Problem requirements: From the line that includes "of the sea;" to the last line of the data, quote each line precisely; both boundary lines belong in the answer.

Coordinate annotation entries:
______

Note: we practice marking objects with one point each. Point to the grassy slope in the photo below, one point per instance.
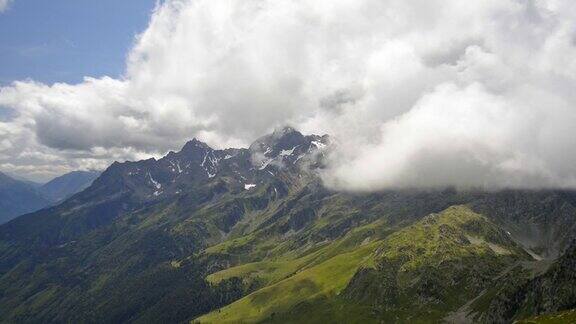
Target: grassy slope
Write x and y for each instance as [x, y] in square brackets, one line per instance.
[307, 287]
[324, 280]
[558, 318]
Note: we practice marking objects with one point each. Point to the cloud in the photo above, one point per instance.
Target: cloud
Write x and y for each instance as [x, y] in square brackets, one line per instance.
[4, 5]
[434, 93]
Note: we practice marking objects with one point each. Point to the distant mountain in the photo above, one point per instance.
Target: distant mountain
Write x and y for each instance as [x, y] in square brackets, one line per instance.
[66, 185]
[18, 197]
[251, 235]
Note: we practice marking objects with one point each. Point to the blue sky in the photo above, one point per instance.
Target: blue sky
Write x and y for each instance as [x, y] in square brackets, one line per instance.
[65, 40]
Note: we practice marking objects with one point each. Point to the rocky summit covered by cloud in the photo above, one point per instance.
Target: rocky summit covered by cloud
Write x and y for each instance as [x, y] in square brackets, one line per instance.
[414, 93]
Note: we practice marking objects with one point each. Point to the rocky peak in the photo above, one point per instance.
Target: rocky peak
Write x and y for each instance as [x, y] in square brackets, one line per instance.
[195, 145]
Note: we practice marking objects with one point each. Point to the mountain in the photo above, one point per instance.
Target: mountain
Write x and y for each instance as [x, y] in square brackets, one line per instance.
[68, 184]
[252, 235]
[18, 197]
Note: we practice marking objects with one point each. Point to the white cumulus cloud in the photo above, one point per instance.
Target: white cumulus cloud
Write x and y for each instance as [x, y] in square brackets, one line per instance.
[416, 93]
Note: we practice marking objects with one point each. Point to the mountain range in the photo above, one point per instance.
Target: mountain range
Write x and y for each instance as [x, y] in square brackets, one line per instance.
[20, 196]
[252, 235]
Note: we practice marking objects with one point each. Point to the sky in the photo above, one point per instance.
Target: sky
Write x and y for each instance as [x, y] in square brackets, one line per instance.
[65, 40]
[414, 93]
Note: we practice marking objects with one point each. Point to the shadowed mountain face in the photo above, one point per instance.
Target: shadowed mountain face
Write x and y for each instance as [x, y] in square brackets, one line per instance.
[66, 185]
[18, 197]
[252, 235]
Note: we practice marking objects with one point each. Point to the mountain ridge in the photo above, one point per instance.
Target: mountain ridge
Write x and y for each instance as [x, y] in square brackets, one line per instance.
[203, 230]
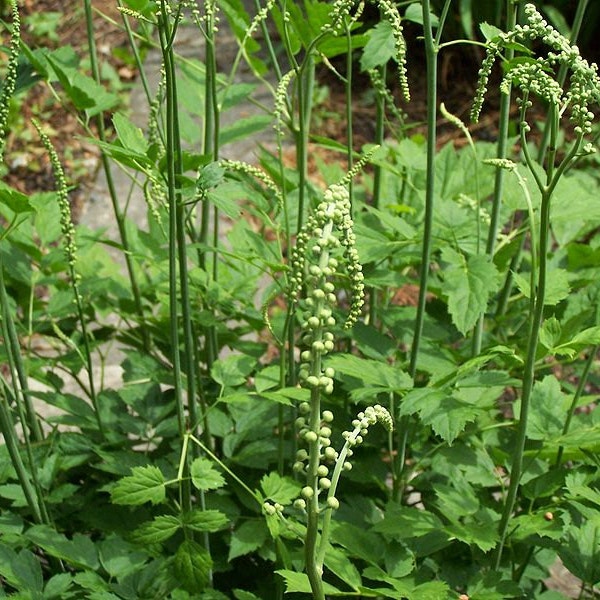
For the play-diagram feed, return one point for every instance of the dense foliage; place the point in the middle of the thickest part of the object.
(376, 378)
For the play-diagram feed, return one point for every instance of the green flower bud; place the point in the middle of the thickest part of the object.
(327, 415)
(330, 453)
(307, 492)
(325, 432)
(310, 437)
(324, 483)
(322, 471)
(333, 503)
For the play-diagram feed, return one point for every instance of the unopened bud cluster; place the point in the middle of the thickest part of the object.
(320, 439)
(66, 221)
(10, 79)
(390, 11)
(370, 416)
(536, 77)
(326, 231)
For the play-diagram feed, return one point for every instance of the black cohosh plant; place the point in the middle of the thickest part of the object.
(542, 77)
(315, 265)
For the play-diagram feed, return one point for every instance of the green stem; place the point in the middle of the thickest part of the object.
(501, 152)
(172, 196)
(136, 55)
(377, 178)
(305, 84)
(112, 191)
(578, 393)
(562, 72)
(536, 316)
(15, 363)
(431, 53)
(348, 93)
(12, 445)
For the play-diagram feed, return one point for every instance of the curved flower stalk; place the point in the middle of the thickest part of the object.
(70, 245)
(542, 77)
(324, 250)
(10, 79)
(536, 76)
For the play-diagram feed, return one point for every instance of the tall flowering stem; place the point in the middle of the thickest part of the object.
(324, 252)
(68, 231)
(539, 78)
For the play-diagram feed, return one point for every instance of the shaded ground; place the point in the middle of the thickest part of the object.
(63, 25)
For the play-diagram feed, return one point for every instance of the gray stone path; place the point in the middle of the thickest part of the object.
(97, 212)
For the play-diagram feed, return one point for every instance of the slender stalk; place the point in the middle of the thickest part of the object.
(562, 72)
(15, 363)
(210, 148)
(576, 396)
(501, 152)
(536, 312)
(536, 315)
(431, 53)
(136, 54)
(348, 94)
(305, 85)
(30, 491)
(172, 196)
(110, 184)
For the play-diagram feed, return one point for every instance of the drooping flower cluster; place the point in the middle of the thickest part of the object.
(10, 79)
(329, 228)
(66, 220)
(536, 76)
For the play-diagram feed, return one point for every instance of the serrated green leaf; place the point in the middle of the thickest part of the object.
(468, 283)
(548, 409)
(358, 542)
(580, 551)
(233, 370)
(243, 128)
(83, 91)
(550, 333)
(15, 200)
(205, 476)
(192, 565)
(446, 415)
(557, 286)
(489, 32)
(205, 520)
(414, 13)
(373, 373)
(130, 136)
(380, 48)
(341, 566)
(27, 571)
(401, 522)
(244, 595)
(585, 338)
(246, 538)
(298, 582)
(158, 530)
(536, 524)
(79, 551)
(146, 484)
(57, 586)
(483, 534)
(279, 489)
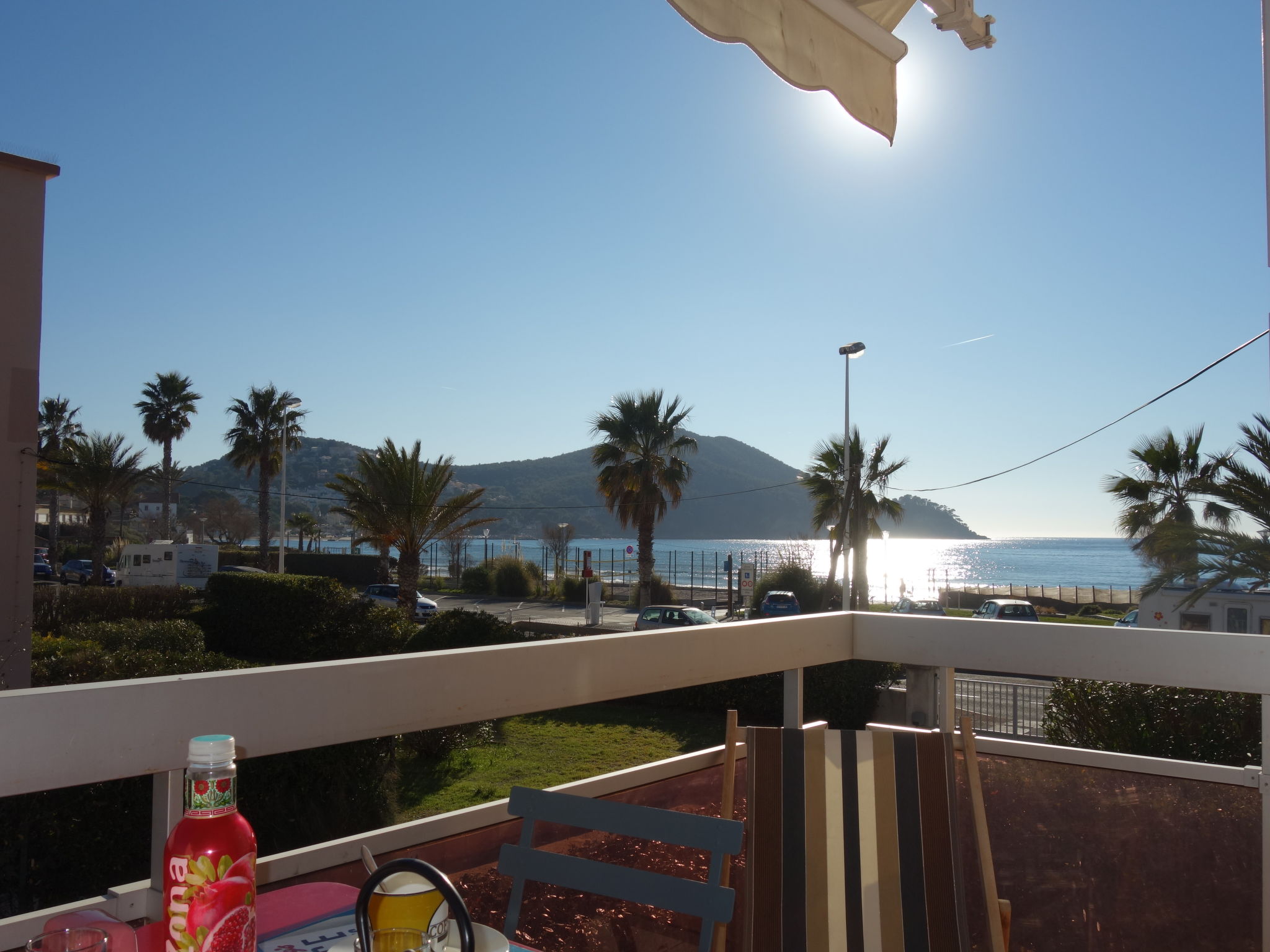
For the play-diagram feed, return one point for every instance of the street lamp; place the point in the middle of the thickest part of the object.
(851, 352)
(288, 404)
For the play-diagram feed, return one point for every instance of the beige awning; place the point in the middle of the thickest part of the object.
(840, 46)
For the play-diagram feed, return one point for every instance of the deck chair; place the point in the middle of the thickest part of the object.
(709, 901)
(854, 845)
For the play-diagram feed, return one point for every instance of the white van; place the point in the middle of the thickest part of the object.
(1231, 610)
(167, 564)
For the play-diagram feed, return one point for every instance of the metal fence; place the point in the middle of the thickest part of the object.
(1003, 708)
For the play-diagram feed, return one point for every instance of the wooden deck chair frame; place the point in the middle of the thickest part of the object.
(711, 902)
(869, 865)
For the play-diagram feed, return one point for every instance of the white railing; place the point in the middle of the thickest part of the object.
(81, 734)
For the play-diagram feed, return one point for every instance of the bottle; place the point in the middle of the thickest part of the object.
(210, 858)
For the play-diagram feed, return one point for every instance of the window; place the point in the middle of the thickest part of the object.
(1194, 621)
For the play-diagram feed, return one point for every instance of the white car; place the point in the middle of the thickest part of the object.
(386, 594)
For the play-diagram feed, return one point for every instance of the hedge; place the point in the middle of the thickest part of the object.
(296, 619)
(59, 606)
(1181, 724)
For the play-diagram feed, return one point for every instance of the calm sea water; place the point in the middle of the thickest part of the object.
(920, 564)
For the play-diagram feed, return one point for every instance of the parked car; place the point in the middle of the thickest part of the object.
(82, 570)
(672, 617)
(778, 603)
(1006, 610)
(386, 594)
(908, 606)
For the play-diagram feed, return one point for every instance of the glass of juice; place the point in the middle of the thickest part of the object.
(408, 902)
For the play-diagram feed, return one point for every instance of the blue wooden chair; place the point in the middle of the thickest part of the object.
(709, 901)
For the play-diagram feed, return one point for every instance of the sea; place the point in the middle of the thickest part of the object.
(921, 565)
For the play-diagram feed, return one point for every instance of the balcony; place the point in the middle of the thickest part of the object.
(1096, 851)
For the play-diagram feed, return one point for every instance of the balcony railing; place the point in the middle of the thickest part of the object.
(81, 734)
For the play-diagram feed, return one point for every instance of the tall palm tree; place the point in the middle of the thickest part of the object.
(642, 467)
(303, 523)
(870, 478)
(402, 495)
(58, 426)
(100, 470)
(824, 484)
(169, 403)
(1215, 553)
(1170, 478)
(262, 423)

______

Problem solution:
For the play-diagram feed, return one point for every instance of the sea; place the point in the middle of the thickest part of the object.
(921, 565)
For the play-diagram feed, return one point for every instance of the balcony; place the point in the middle of the thickest part of the object.
(1096, 851)
For the play-diagram feed, return one point for every instance of the balcony railing; place the point in the middle of the thickest part of the object.
(81, 734)
For the play-diagram feed, return one point for every instance of the tall palm tree; place the point in the middle of the thickest part of the object.
(642, 467)
(303, 523)
(870, 478)
(402, 495)
(58, 426)
(100, 470)
(824, 484)
(169, 403)
(1215, 553)
(1170, 478)
(262, 423)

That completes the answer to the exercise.